Предоставленный текст:
«Венеция — владычица морей, владеет и сушей»
«Венеция. Мой остров на ста двадцати двух островках, разделенных ста шестьюдесятью каналами. Эти островки соединяют в единое целое триста семьдесят мостов и мостиков. Мой же венецианский архипелаг объединяется тенью тайны.»
Тень, которую отбрасывает Венеция, порождает тайны. Там, где частная жизнь осознается как роскошь, хранение тайн приобретает всеобъемлющий характер. Город масок непременно должен быть и городом тайн. Жители города, несмотря на внешнюю общительность, известны скрытностью. Они не приглашают к себе домой случайных знакомых. На портретах венецианцы, как правило, хранят непроницаемый вид, здесь изображена скорее их должность, а не личность, действительный темперамент или особенности характера остаются тайной. Они непроницаемы. Об одном доже говорили: «Никто не знает, что он любит или ненавидит». Некий публичный лектор из другой части Италии не сумел втянуть своих слушателей, молодых венецианских аристократов, в какую бы то ни было политическую дискуссию. «Когда я их спрашивал, – пишет он, – что люди думают, что говорят и чего ждут от того или иного движения в Италии, все они отвечали в один голос, что ничего об этом не знают». Было это молчание выражением страха или недоверия? Кто же станет дискутировать в городе, откуда человека могут изгнать на основании лишь подозрений? Завоевав в 1797 году Венецию, Наполеон захотел изучить только что завоеванных людей. Его интересовало, в частности, каковы убеждения и предубеждения венецианцев. Местные авторы исследования не смогли просветить Наполеона в этом, поскольку, по их словам, ответы на такие вопросы недопустимы. Ни один другой город так не заставляет молчать своих обитателей. Действительно, бывали времена, когда любая оплошность могла дорого обойтись. Когда два стеклодува, владевшие секретами своего ремесла, бежали в 1745 году в столицы иностранных государств, Сенат распорядился отравить их.
Отмечалось, что на Риальто банкиры и торговцы, как правило, разговаривали приглушенными голосами. Управление городом происходило тайно. Мы можем представить это как таинственность на восточный манер: с тайными встречами, тайными выплатами, тайными аудиенциями, тайными решениями и тайными смертями. Когда новых аристократов знакомили с практикой правления, их клятва верности включала обещание «веры и молчания». Это весьма характерно для Венеции. Одна из аллегорических картин во Дворце дожей – «Молчаливость». На базилике Святого Марка есть странная каменная фигура – старик на костылях, приложивший палец к губам. Говорят, что Венеция была тайной олигархией, она не только хранила свои тайны, но природа ее собственной идентичности тоже была тайной.

Задание и требования:
Пожалуйста, повторите без изменений фрагмент текста о Венеции выше, который начинается словами «Отмечалось, что на» и заканчивается словами «тоже была тайной.».

Извлечённые записи:
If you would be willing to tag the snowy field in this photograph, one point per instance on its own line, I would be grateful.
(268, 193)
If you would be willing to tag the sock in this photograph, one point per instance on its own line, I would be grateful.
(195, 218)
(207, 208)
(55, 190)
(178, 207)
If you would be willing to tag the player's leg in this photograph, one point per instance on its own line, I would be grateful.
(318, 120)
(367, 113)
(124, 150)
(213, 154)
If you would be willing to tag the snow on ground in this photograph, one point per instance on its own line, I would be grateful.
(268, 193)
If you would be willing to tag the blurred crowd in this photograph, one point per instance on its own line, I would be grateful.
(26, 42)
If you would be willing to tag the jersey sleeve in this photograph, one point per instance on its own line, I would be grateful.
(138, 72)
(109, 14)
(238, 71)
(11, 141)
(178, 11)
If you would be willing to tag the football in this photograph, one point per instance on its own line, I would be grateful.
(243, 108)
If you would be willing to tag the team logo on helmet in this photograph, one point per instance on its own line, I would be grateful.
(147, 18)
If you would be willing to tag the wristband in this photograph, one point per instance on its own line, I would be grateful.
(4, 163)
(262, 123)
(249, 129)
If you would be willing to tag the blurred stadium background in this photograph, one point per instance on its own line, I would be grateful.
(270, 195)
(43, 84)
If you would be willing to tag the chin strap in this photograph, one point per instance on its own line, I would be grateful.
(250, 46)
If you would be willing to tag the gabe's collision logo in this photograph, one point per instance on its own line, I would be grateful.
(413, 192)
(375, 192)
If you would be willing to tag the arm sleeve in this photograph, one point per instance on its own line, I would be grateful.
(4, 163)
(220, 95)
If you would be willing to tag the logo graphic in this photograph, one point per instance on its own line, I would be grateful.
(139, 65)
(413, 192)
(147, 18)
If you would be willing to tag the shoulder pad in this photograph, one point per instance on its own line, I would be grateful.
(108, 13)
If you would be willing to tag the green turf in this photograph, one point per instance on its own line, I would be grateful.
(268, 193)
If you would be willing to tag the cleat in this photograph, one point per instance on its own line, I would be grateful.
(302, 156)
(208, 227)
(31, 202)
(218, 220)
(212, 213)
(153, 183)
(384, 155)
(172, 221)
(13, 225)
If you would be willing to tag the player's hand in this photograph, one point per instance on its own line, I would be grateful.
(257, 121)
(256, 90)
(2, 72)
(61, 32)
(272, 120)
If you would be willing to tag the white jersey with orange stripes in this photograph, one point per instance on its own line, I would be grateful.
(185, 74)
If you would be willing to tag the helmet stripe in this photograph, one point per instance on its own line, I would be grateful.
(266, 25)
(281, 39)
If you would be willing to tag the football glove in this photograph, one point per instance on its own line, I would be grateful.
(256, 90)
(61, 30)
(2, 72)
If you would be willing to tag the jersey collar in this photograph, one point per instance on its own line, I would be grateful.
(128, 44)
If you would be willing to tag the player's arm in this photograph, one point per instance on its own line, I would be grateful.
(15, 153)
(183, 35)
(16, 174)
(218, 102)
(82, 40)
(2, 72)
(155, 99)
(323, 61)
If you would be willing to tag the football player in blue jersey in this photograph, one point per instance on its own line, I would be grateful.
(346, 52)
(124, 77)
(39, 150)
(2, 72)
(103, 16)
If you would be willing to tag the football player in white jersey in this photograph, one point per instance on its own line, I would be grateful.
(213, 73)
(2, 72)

Письменный ответ:
Отмечалось, что на Риальто банкиры и торговцы, как правило, разговаривали приглушенными голосами. Управление городом происходило тайно. Мы можем представить это как таинственность на восточный манер: с тайными встречами, тайными выплатами, тайными аудиенциями, тайными решениями и тайными смертями. Когда новых аристократов знакомили с практикой правления, их клятва верности включала обещание «веры и молчания». Это весьма характерно для Венеции. Одна из аллегорических картин во Дворце дожей – «Молчаливость». На базилике Святого Марка есть странная каменная фигура – старик на костылях, приложивший палец к губам. Говорят, что Венеция была тайной олигархией, она не только хранила свои тайны, но природа ее собственной идентичности тоже была тайной.